BEGIN Document excerpt

Opinion & Analysis

Groundbreaking chip sovereignty: Europe’s strategic push in the semiconductor race

The EU Chips Act’s enactment in September 2023 marks a major policy shift that revitalizes industrial policy in Europe. By allowing state subsidies for semiconductor projects, it has the potential to secure Europe’s supply chain security and technological autonomy in an industry dominated by the US and East Asia.

European Union leaders have vacillated between (1) whether to incentivize foreign firms at the cost of subsidizing European champions and (2) whether to bolster existing strengths in mainstream chip production or attract cutting-edge technologies. Policymakers should focus Chips Act funds on domestic firms to catalyze long-standing vertically integrated European value chains in mainstream chip technology.

The EU Chips Act is only the first step toward technological autonomy. Europe needs broader regulatory and tax reforms to create a conducive environment to help innovators create startups and for these startups to scale. These reforms are crucial to addressing the unique funding gaps that European startups face.

This memo lays out what challenges Europe faces in computing, how disciplined implementation of the Chips Act can bolster the continent’s existing strengths, and what further policy reforms could make the EU indispensable in broader swaths of the future chip industry. EU leaders must be honest with what the bloc’s current levels of public funding can reasonably expect to achieve.

END Document excerpt

:: Set tasks ::
a – According to the memo, when was the EU Chips Act enacted?
b – Copy the memo from "Groundbreaking chip sovereignty: Europe’s" up to and including "mainstream chip technology.", renaming "Policymakers" as "Lawmakers".

BEGIN Listed entries

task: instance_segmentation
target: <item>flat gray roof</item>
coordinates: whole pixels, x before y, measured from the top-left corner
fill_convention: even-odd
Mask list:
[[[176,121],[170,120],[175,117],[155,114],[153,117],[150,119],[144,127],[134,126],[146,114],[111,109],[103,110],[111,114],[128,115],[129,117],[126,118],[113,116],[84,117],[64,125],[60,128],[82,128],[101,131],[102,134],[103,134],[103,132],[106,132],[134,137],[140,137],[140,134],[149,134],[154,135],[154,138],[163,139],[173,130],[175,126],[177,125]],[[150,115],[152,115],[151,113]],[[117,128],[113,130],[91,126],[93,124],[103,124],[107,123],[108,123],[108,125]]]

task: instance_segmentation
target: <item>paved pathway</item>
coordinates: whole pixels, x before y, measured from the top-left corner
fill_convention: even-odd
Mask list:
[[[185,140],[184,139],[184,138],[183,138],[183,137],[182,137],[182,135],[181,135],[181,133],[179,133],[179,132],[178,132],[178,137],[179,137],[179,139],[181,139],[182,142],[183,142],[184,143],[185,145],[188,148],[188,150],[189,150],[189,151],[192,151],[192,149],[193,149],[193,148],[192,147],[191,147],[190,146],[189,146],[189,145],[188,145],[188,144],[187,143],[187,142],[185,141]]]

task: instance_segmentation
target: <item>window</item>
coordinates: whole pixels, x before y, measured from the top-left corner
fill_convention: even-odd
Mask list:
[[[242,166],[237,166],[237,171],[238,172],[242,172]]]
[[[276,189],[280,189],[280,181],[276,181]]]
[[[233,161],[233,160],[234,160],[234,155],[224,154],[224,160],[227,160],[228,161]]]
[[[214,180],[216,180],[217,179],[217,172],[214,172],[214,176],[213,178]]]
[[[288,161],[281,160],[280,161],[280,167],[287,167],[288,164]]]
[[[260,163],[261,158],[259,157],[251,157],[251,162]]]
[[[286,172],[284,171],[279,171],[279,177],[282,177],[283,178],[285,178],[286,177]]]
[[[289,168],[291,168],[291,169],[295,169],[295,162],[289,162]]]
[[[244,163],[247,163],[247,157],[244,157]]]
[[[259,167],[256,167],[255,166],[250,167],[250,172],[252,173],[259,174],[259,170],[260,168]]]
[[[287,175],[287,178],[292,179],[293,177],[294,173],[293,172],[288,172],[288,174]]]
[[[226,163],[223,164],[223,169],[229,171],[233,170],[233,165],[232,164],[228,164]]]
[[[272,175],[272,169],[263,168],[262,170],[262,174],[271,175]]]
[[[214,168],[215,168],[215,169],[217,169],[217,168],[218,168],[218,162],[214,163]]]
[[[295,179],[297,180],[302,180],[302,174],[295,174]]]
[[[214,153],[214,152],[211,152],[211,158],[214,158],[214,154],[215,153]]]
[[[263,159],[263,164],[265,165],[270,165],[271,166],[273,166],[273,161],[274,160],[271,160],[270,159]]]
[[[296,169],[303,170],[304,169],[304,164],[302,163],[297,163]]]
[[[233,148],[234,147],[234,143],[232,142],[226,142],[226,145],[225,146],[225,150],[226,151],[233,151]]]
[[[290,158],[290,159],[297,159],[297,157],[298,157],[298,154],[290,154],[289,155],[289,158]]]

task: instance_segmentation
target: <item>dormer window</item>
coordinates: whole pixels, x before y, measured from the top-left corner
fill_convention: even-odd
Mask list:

END Listed entries

:: Problem solutions ::
a – September 2023

b –
Groundbreaking chip sovereignty: Europe’s strategic push in the semiconductor race

The EU Chips Act’s enactment in September 2023 marks a major policy shift that revitalizes industrial policy in Europe. By allowing state subsidies for semiconductor projects, it has the potential to secure Europe’s supply chain security and technological autonomy in an industry dominated by the US and East Asia.

European Union leaders have vacillated between (1) whether to incentivize foreign firms at the cost of subsidizing European champions and (2) whether to bolster existing strengths in mainstream chip production or attract cutting-edge technologies. Lawmakers should focus Chips Act funds on domestic firms to catalyze long-standing vertically integrated European value chains in mainstream chip technology.